_Given text_
>> BEGIN

The power of the megarich does not stop at America’s borders. As Chrystia Freeland writes in her 2012 book Plutocrats, “the rise of the 1 percent is a global phenomenon,” with the world bifurcating into the rich and the rest. A website on the power elite could offer links to its international members. A page on Mexico’s Carlos Slim, for instance, could point out that his fortune (estimated at more than $70 billion) is equal to about 6 percent of his country’s total annual GDP, helping to make it one of the most unequal societies in the world….

From my research, I’ve come away impressed by the number of informative articles that have appeared on America’s superrich; I’ve cited quite a few of them. I’ve also come to appreciate how hard it can be to ferret out information about this group. I’ve had an especially hard time exploring the influence of big money on the museum and art world. The mega-rich have come to dominate both museum boards and the art market, and through them they have left a deep imprint on American culture, but in my reporting I kept running into roadblocks. Clearly, this is an area ripe for further inquiry.

>> END

Using the passage on the superrich, explain in one to three sentences why Carlos Slim's fortune bears on Mexico being one of the most unequal societies in the world.

_Data lines_

>> BEGIN

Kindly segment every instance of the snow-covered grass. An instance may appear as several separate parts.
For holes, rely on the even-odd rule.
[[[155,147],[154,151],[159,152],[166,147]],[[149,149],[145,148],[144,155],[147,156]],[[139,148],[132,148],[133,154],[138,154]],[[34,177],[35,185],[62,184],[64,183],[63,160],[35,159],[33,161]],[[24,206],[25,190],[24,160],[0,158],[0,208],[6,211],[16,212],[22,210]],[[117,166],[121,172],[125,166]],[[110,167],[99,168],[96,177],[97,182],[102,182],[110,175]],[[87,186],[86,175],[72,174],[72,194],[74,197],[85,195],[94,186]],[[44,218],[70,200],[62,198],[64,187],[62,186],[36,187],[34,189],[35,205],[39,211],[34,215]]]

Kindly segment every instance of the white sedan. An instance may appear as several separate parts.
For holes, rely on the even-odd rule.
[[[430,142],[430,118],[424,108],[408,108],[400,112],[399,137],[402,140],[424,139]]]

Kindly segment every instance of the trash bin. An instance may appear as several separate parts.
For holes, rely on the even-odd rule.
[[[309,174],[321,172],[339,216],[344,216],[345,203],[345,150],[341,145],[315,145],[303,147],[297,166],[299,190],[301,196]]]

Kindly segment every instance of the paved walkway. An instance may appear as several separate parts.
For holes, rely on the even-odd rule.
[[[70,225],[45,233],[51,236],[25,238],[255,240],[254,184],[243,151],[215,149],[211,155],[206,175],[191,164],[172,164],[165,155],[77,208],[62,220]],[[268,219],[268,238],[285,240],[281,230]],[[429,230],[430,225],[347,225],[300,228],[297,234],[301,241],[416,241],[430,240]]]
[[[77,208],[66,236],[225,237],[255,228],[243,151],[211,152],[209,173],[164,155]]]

>> END

_Answer to the problem_
His fortune, estimated at more than $70 billion, equals about 6 percent of Mexico's total annual GDP. The text says this helps make Mexico one of the most unequal societies in the world.